▸ **EXERCISE 1**
Copy the passage on landlords word for word, starting at "A lot of landlords" and ending at "like Blackrock do.".

▸ **DOCUMENT**
----------------
My mom, who bought her home in the 90s, has the mortgage fully paid off and only owes real estate taxes (around $12k annually) on a 5000 sqft property.
A lot of landlords simply inherited their homes or had enough credit to buy cheap units during the dips.
They also do a shit job of maintenance. But it can't be overstated how much of this property is either owned on extremely low interest credit or fully paid off.
There's a couple of ways to make bank. First is to start out rich enough to skip the loan and buy for cash. This is what companies like Blackrock do.
Another is to look out for things like tax auctions to get a big discount. Also you could be friends with a lender and get sweetheart rates on the mortgages.
Also, needless to say, it helps to never do any maintenance and to choose tenants that are unlikely to be able to fight back against you.
LMFAO this is so real lol, landlords have their own circlejerk claiming that market prices increased lmfao
(also if someone could help me out, when I upvote a post on Lemmy, it doesn't show my upvote or downvote or anything even after trying and reloading several times. I'm writing that on this post because it's happening on this one as well)
----------------
▸ **GIVEN RECORDS**

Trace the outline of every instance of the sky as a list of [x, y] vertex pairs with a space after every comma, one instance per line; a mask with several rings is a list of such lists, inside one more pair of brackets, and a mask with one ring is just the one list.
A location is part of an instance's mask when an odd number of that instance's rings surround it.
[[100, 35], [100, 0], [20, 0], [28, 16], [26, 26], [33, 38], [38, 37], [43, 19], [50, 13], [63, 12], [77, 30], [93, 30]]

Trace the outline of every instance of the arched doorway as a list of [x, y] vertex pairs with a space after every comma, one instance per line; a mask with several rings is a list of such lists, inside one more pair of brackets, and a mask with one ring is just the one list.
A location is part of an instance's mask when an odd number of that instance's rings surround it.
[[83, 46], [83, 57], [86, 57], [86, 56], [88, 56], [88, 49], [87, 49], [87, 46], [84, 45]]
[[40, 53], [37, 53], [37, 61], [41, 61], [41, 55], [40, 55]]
----------------
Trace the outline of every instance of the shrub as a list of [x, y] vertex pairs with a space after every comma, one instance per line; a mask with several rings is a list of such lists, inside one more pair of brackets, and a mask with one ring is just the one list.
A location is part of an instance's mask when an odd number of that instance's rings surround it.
----------------
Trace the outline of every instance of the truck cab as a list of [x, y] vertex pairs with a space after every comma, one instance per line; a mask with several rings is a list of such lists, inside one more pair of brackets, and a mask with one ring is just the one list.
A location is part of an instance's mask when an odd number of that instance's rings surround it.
----------------
▸ **EXERCISE 2**
Return every line of the listing that contains the string "inside".

▸ **COMPLETE ANSWER 1**
A lot of landlords simply inherited their homes or had enough credit to buy cheap units during the dips.
They also do a shit job of maintenance. But it can't be overstated how much of this property is either owned on extremely low interest credit or fully paid off.
There's a couple of ways to make bank. First is to start out rich enough to skip the loan and buy for cash. This is what companies like Blackrock do.

▸ **COMPLETE ANSWER 2**
Trace the outline of every instance of the sky as a list of [x, y] vertex pairs with a space after every comma, one instance per line; a mask with several rings is a list of such lists, inside one more pair of brackets, and a mask with one ring is just the one list.
Trace the outline of every instance of the arched doorway as a list of [x, y] vertex pairs with a space after every comma, one instance per line; a mask with several rings is a list of such lists, inside one more pair of brackets, and a mask with one ring is just the one list.
Trace the outline of every instance of the shrub as a list of [x, y] vertex pairs with a space after every comma, one instance per line; a mask with several rings is a list of such lists, inside one more pair of brackets, and a mask with one ring is just the one list.
Trace the outline of every instance of the truck cab as a list of [x, y] vertex pairs with a space after every comma, one instance per line; a mask with several rings is a list of such lists, inside one more pair of brackets, and a mask with one ring is just the one list.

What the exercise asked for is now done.